(Stored data entries)
++++++++++++++++++++

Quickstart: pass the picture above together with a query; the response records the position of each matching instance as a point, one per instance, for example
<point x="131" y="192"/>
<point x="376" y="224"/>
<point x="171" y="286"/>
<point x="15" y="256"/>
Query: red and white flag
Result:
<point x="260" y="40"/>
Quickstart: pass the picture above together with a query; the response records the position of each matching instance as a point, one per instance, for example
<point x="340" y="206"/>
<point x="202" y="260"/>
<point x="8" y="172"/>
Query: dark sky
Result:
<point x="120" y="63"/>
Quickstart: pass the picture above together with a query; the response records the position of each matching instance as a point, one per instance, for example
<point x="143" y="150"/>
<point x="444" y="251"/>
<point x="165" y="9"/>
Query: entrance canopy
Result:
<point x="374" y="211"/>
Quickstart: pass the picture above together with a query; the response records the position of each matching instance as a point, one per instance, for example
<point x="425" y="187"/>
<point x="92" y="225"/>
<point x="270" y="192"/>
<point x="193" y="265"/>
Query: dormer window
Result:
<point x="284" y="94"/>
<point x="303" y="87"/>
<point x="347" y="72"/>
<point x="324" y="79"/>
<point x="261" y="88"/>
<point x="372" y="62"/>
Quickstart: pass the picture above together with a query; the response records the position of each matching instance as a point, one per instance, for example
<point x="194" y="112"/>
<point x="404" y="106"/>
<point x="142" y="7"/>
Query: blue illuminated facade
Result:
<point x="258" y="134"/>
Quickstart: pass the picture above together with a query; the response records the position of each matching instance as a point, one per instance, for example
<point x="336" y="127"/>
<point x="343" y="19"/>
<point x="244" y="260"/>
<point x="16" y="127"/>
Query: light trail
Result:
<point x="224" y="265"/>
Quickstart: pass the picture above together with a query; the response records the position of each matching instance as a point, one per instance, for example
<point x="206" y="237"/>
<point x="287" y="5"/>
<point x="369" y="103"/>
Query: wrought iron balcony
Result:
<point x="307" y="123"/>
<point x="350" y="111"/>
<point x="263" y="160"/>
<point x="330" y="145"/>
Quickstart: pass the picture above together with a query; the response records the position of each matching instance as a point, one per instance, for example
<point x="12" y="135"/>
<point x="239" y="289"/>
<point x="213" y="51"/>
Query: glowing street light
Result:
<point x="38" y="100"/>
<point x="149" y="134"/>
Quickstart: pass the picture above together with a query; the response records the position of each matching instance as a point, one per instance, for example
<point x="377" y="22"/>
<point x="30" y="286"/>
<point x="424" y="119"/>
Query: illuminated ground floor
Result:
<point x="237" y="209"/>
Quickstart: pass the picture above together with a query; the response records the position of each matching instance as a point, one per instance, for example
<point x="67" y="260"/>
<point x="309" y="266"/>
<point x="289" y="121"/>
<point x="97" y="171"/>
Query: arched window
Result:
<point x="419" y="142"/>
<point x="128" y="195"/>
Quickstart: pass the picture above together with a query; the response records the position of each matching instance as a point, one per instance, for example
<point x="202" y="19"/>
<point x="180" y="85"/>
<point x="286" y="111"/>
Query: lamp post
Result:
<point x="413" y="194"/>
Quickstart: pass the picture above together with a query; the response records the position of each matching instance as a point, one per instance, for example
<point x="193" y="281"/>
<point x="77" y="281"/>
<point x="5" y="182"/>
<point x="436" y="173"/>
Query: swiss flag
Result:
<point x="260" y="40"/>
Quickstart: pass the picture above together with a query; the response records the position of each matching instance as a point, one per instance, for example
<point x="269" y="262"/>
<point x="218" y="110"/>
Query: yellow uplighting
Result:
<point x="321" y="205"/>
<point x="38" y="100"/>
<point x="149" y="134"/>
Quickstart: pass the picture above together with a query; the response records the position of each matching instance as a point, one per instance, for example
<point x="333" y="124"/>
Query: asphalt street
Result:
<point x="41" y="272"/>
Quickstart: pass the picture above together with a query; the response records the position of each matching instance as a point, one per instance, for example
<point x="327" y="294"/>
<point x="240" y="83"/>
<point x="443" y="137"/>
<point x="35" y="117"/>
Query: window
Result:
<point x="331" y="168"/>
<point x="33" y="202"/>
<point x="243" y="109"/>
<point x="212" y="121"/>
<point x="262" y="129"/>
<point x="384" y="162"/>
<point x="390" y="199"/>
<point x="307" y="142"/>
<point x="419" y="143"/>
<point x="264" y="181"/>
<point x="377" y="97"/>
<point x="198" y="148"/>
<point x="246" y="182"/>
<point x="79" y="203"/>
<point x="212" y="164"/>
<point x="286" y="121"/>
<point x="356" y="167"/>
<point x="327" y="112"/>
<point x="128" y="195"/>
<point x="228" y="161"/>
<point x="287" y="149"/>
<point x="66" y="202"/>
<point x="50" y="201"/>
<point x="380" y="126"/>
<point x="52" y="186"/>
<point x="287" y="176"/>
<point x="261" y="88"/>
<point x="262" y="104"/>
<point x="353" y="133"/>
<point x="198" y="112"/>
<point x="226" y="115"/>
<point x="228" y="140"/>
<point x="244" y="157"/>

++++++++++++++++++++

Exercise aim | Beginning with the line above that contains "Query: red and white flag", copy each line exactly up to and including the line that contains "Query: dormer window", and go no further.

Problem solution |
Query: red and white flag
Result:
<point x="260" y="40"/>
Quickstart: pass the picture above together with a query; the response records the position of each matching instance as a point, one per instance, for example
<point x="340" y="206"/>
<point x="202" y="260"/>
<point x="8" y="172"/>
Query: dark sky
Result:
<point x="120" y="63"/>
Quickstart: pass the picture above together with a query; the response records the position of each matching instance as a point, one per instance, for example
<point x="143" y="150"/>
<point x="444" y="251"/>
<point x="165" y="9"/>
Query: entrance canopy
Result:
<point x="374" y="211"/>
Quickstart: pass the picture above together with a query; the response records the position of each matching instance as a point, one per instance, for example
<point x="425" y="187"/>
<point x="92" y="225"/>
<point x="270" y="192"/>
<point x="193" y="265"/>
Query: dormer window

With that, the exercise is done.